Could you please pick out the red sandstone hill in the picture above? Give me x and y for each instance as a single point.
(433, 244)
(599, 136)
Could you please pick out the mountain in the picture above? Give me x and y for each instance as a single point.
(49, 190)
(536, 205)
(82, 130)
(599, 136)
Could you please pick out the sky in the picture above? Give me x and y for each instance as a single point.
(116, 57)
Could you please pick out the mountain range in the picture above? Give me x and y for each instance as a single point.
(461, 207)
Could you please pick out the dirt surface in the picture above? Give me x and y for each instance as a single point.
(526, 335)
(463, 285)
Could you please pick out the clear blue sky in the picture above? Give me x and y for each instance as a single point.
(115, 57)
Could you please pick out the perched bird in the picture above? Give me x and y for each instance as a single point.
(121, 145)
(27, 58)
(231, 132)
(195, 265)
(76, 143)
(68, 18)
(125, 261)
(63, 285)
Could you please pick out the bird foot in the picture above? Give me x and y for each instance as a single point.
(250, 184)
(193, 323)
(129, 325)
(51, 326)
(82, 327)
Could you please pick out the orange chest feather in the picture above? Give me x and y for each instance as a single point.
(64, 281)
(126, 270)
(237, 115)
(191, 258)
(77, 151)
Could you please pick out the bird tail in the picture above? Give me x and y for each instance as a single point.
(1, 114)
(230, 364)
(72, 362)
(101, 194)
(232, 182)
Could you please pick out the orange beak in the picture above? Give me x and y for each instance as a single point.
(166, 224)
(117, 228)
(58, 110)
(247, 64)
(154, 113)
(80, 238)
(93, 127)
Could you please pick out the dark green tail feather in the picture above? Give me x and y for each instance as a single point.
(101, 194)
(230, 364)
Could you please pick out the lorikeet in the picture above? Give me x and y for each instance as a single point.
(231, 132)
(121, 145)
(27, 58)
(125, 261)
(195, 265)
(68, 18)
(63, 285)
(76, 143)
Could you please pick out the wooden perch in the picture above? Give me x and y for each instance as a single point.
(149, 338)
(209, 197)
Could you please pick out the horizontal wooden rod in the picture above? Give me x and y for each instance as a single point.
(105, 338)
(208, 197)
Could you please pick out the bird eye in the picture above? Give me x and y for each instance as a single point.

+ + + +

YOUR INSTRUCTIONS:
Reproduce exactly the lines from the one with "Could you please pick out the dirt" through the end of the entries above, both ends included.

ANSWER FOR THIS EXERCISE:
Could you please pick out the dirt surface in the picture above? Give me x and y for each instance as a single point.
(526, 335)
(463, 285)
Could you please pick out the clear blue sky in the picture above? Give me x and y for each instance as a single point.
(115, 57)
Could you please pick out the perched bird in the picture above? Give me x and y for each instance as a single point.
(121, 145)
(27, 58)
(231, 132)
(195, 265)
(76, 143)
(68, 18)
(125, 261)
(63, 285)
Could you please pick out the bird foot in the picture above? Give me x and y for each instance as a single point.
(250, 184)
(193, 323)
(129, 325)
(51, 326)
(82, 327)
Could you please pick out the orange chest feather in the picture above? Give me x and y for each instance as a single point.
(64, 281)
(126, 270)
(237, 115)
(191, 258)
(77, 151)
Could you please pick out the bird tail in the picture above? Give me x and y for each instance as a single point.
(1, 114)
(230, 364)
(72, 362)
(101, 194)
(232, 182)
Could you please pick out the orange beak in the picture above? Give me x and y for each instance as a single point.
(166, 224)
(117, 228)
(58, 110)
(247, 64)
(154, 113)
(80, 238)
(93, 127)
Could you please pick out the dark green tail feather in the picture above? Give me x and y for each instance as a single point.
(101, 194)
(230, 364)
Could you please pick out the lorikeet in the picture above? Give me x and y for each instance as a single point.
(231, 132)
(121, 145)
(27, 58)
(125, 261)
(195, 265)
(68, 18)
(63, 285)
(76, 143)
Could you please pick out the wooden perch in the picture above? Give me x and y for each instance as a single point.
(149, 338)
(209, 197)
Could you please pick out the horizontal wooden rod in the picture above? Give me x and y for each instance as a single point.
(105, 338)
(208, 197)
Could you please pick out the bird eye in the picture above? Give me x and y for each instance as a single point.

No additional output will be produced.